Requirement: Your answer must be the lines from the one containing "Expected output: the position of each instance of the passenger" through the last line of the records below, copied exactly, with the pictures left out.

Input records:
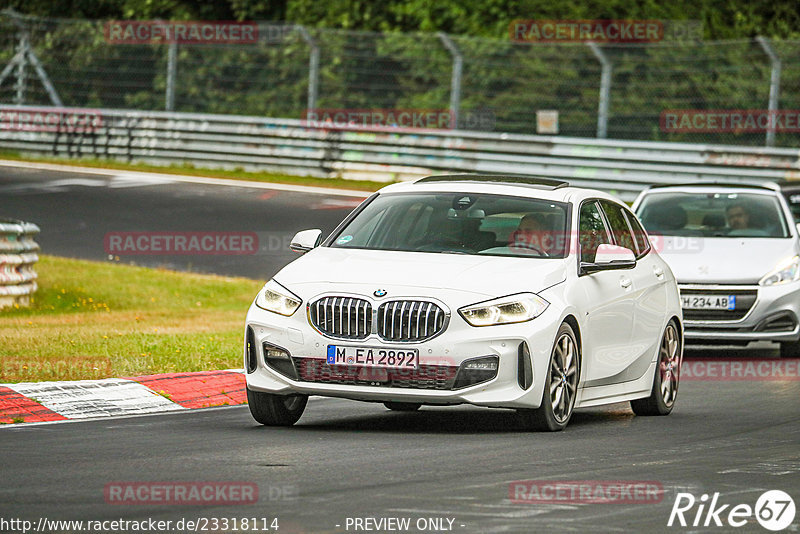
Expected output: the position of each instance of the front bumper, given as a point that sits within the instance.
(439, 360)
(773, 316)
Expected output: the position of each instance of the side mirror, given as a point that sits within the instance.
(305, 240)
(610, 257)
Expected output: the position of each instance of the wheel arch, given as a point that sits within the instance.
(573, 323)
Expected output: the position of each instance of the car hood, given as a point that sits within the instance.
(723, 260)
(325, 268)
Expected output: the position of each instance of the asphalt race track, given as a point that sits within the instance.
(355, 460)
(347, 459)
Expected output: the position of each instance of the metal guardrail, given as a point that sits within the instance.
(384, 154)
(17, 257)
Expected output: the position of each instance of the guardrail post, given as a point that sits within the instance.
(774, 86)
(20, 60)
(172, 67)
(17, 257)
(455, 77)
(313, 68)
(605, 90)
(22, 54)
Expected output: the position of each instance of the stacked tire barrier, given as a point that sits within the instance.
(18, 254)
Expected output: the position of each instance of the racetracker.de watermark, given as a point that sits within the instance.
(759, 370)
(50, 119)
(181, 243)
(586, 491)
(729, 121)
(379, 118)
(604, 31)
(181, 493)
(180, 32)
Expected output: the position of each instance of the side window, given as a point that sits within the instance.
(592, 231)
(619, 225)
(639, 235)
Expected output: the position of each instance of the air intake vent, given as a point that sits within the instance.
(410, 320)
(342, 317)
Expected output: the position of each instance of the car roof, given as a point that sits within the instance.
(503, 184)
(769, 186)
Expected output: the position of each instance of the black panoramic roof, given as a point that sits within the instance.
(529, 181)
(734, 185)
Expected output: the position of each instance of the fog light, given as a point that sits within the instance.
(276, 353)
(279, 360)
(251, 349)
(475, 371)
(481, 365)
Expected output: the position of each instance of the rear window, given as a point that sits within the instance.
(716, 214)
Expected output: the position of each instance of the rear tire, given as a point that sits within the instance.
(790, 349)
(276, 410)
(560, 388)
(667, 376)
(402, 406)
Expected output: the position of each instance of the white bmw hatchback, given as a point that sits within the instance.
(507, 292)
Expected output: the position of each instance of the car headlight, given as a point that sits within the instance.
(786, 271)
(276, 298)
(511, 309)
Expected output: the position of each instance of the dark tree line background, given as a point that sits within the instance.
(722, 19)
(386, 54)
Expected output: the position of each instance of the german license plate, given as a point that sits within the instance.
(708, 302)
(373, 357)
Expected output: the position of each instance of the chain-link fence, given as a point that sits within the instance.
(605, 90)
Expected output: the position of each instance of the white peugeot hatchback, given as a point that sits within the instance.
(498, 291)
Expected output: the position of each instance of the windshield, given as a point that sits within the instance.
(793, 198)
(459, 223)
(720, 214)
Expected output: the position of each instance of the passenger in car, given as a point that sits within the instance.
(738, 215)
(533, 235)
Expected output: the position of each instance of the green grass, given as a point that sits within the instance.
(97, 320)
(191, 170)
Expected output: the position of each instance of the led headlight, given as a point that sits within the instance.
(511, 309)
(276, 298)
(786, 271)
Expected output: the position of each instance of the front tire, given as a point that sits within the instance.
(665, 383)
(561, 386)
(276, 410)
(402, 406)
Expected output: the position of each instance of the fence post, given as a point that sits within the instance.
(172, 67)
(22, 54)
(313, 68)
(605, 90)
(455, 78)
(774, 87)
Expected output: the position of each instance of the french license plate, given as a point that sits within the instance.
(708, 302)
(373, 357)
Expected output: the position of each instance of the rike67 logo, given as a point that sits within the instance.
(774, 510)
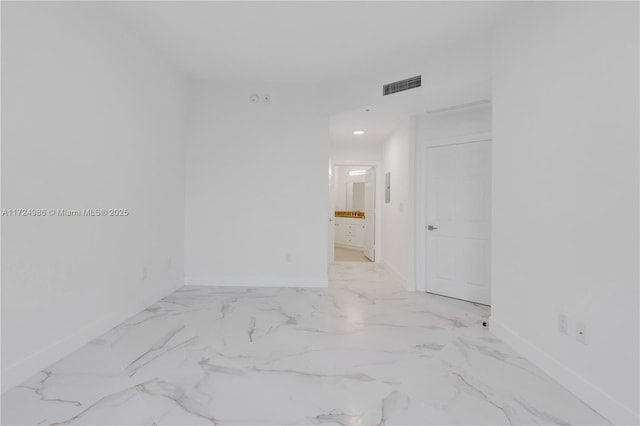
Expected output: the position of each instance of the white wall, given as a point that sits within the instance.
(396, 217)
(452, 124)
(91, 119)
(257, 190)
(565, 210)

Answer area:
Expected output: the position of each instance of the passenger in car, given as a point that sits within the instance.
(738, 215)
(533, 235)
Expected output: the position of each instance of the green grass, given as a point that sits within the instance.
(97, 320)
(191, 170)
Expected output: the position of each instance of the led headlight, given as a point that sits within the instance.
(511, 309)
(276, 298)
(786, 271)
Expected output: the position of each instance of the front tire, given as a point that sits within the instance.
(665, 383)
(561, 386)
(276, 410)
(402, 406)
Expected output: the position of each instance of the fence post, given as a point that sits within the instance.
(172, 67)
(22, 54)
(313, 68)
(605, 90)
(455, 78)
(774, 87)
Expected output: the position of each instance of the french license plate, given as a point that sits within the instance.
(708, 302)
(373, 357)
Expected output: the position of each instance of the rike67 logo, given as a point that sits within the instance.
(774, 510)
Expected output: the position of each instance of the white wall, given as a point that sits within the instance.
(396, 217)
(452, 124)
(91, 119)
(257, 190)
(565, 210)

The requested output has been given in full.